◆ Problem description
Gather every line in the rows below that contains the string "grass" and copy each one out.

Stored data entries
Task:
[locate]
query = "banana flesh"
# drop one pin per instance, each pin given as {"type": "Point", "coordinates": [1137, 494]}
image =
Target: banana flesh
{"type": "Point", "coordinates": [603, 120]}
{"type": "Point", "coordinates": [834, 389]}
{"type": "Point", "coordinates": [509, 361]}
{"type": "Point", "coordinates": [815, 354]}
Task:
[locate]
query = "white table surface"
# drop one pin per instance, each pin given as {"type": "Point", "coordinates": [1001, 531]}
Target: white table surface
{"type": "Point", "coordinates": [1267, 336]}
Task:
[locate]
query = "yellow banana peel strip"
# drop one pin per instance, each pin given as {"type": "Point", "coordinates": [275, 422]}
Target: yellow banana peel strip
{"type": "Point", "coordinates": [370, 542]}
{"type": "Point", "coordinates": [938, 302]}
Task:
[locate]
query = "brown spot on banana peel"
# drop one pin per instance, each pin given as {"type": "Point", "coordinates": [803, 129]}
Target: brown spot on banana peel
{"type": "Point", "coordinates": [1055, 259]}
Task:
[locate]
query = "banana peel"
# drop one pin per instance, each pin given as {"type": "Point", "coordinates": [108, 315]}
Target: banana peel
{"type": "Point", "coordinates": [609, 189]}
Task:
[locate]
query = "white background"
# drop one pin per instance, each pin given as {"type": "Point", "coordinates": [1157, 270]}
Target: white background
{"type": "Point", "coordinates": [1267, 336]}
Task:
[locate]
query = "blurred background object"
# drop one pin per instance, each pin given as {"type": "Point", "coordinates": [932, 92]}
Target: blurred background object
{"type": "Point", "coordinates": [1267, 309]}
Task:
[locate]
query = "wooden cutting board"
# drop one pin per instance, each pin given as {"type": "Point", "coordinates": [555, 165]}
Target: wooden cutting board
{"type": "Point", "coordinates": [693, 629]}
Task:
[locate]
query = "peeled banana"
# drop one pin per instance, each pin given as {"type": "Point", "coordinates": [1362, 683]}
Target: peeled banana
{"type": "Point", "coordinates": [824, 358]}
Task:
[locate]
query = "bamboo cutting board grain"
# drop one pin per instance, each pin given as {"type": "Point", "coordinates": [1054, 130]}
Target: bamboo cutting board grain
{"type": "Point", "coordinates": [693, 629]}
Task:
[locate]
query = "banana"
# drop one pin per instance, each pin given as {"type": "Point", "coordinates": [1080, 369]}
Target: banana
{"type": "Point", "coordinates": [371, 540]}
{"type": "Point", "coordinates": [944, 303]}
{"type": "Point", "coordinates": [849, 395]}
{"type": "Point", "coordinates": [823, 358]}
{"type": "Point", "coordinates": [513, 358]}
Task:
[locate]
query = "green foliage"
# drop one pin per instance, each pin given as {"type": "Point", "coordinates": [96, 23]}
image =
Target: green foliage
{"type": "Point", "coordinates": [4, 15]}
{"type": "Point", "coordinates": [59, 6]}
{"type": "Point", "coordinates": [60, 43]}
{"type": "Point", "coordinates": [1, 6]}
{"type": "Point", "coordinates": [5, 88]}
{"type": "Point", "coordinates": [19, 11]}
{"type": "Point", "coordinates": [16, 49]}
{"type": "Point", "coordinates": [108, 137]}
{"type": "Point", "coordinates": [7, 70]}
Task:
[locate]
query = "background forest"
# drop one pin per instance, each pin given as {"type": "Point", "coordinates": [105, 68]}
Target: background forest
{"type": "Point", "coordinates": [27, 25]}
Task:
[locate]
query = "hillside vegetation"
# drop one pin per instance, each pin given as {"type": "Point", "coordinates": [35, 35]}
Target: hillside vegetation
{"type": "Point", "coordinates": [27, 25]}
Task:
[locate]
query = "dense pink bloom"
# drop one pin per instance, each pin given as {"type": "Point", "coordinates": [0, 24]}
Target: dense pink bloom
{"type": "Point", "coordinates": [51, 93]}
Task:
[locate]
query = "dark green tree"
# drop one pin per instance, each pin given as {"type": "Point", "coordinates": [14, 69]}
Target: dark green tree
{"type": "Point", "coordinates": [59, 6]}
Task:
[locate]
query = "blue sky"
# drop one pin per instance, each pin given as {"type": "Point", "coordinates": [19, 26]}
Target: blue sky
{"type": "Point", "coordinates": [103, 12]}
---
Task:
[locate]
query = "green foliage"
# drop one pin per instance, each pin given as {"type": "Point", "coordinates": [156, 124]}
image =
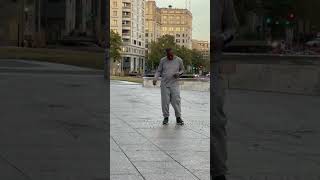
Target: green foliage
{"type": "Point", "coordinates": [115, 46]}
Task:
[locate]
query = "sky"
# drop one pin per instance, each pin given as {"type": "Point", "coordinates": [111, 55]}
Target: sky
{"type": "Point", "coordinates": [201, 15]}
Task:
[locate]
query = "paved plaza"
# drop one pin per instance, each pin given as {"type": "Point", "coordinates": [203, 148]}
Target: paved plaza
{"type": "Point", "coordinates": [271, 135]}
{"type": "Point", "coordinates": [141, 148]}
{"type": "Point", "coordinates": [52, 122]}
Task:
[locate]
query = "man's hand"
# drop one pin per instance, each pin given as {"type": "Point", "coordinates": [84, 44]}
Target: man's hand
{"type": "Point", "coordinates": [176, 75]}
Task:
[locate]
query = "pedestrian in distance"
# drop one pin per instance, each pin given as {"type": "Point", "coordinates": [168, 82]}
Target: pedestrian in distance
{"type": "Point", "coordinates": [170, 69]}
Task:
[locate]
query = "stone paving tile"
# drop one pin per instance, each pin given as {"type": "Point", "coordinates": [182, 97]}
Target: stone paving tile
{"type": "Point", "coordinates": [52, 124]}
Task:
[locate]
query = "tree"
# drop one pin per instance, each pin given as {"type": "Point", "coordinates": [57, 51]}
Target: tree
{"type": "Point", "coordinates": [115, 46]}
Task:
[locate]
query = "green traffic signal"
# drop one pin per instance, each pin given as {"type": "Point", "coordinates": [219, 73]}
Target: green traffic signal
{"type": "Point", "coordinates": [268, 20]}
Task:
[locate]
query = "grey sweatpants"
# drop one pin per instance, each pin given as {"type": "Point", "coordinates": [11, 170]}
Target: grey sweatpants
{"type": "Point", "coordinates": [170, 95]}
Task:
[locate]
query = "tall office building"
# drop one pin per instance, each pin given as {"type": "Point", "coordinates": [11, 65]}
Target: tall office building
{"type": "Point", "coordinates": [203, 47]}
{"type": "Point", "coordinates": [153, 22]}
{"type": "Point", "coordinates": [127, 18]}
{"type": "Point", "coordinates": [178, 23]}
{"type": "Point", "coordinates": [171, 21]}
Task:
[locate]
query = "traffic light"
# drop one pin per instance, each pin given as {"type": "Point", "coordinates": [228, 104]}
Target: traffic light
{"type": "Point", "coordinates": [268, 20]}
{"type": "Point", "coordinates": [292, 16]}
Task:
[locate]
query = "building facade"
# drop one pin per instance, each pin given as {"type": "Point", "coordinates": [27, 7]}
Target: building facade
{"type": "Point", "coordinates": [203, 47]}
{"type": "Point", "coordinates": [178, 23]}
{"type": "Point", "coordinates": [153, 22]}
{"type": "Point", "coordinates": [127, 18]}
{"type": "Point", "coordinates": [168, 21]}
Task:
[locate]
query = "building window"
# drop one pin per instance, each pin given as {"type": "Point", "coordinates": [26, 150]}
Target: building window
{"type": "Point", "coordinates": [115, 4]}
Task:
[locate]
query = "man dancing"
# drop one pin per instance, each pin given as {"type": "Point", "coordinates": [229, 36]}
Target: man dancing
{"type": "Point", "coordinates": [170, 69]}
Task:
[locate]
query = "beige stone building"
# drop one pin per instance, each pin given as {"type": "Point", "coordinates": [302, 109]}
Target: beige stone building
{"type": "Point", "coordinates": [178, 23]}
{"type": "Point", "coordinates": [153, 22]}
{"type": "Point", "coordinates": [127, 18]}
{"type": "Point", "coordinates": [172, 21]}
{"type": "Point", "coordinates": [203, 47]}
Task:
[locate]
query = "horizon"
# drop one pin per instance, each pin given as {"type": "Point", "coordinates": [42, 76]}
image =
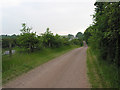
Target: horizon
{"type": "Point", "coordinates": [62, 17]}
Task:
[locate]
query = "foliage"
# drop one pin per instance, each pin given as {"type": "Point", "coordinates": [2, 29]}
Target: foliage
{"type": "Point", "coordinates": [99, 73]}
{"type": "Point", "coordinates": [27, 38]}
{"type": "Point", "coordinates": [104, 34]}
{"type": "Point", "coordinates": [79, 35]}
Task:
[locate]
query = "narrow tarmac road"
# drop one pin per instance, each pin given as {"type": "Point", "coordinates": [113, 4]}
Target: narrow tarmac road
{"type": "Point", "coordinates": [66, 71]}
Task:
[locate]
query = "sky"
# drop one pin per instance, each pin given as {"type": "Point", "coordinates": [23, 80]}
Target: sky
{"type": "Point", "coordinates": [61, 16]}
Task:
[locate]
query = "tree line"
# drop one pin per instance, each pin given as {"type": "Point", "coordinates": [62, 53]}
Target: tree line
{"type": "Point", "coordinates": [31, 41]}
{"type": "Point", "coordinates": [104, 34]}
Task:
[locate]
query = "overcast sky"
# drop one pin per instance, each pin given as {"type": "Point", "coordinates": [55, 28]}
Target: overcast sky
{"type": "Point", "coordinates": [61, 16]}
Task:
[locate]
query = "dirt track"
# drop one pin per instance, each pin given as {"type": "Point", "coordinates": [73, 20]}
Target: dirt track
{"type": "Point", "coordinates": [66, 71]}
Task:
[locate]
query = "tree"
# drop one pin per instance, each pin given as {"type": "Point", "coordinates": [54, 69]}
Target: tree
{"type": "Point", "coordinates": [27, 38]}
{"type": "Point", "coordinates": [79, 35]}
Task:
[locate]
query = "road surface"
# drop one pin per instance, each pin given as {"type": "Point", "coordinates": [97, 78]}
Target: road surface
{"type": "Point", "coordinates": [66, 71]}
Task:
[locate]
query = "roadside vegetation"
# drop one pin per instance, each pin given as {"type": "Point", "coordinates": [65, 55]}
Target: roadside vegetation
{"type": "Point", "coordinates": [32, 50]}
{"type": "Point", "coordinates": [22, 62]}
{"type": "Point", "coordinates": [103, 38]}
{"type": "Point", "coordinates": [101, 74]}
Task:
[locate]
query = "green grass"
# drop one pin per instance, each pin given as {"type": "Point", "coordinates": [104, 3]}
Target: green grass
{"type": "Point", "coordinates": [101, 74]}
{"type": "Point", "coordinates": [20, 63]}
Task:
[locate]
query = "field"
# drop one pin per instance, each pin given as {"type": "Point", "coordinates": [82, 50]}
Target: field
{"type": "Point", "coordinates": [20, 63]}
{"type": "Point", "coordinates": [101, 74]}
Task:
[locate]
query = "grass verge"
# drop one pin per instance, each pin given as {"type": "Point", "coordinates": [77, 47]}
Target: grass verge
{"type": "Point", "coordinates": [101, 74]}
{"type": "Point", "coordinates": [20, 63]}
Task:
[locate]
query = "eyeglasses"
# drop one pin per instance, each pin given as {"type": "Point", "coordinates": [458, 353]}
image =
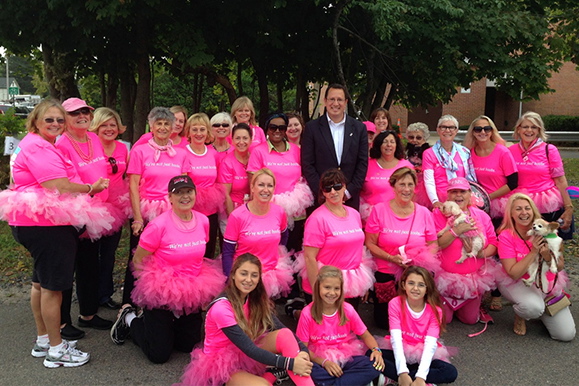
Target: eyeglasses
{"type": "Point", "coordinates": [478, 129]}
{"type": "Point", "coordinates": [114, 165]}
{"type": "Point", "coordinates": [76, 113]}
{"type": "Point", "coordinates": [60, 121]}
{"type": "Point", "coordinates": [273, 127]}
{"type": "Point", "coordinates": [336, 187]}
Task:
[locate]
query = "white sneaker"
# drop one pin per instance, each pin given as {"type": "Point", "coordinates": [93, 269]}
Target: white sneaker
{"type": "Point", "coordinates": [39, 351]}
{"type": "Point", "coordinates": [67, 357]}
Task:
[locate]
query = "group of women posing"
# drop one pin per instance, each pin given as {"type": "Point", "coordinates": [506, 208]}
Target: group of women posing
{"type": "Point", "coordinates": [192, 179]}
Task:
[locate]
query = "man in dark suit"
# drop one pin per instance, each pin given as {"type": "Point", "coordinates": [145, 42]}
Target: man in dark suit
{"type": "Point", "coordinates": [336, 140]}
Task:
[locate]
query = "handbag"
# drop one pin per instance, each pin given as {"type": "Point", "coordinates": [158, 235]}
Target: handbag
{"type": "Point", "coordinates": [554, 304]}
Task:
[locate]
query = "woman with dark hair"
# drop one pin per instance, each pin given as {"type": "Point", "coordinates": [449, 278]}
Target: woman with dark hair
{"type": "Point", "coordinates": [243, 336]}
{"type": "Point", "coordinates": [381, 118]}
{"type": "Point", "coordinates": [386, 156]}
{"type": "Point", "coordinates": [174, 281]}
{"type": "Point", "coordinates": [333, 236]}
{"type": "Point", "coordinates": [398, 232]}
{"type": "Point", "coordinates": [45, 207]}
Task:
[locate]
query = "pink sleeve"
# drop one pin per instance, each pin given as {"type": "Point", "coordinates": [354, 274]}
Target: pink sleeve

◆ Response
query = "green grass"
Target: green grass
query = "grass verge"
Target: grass verge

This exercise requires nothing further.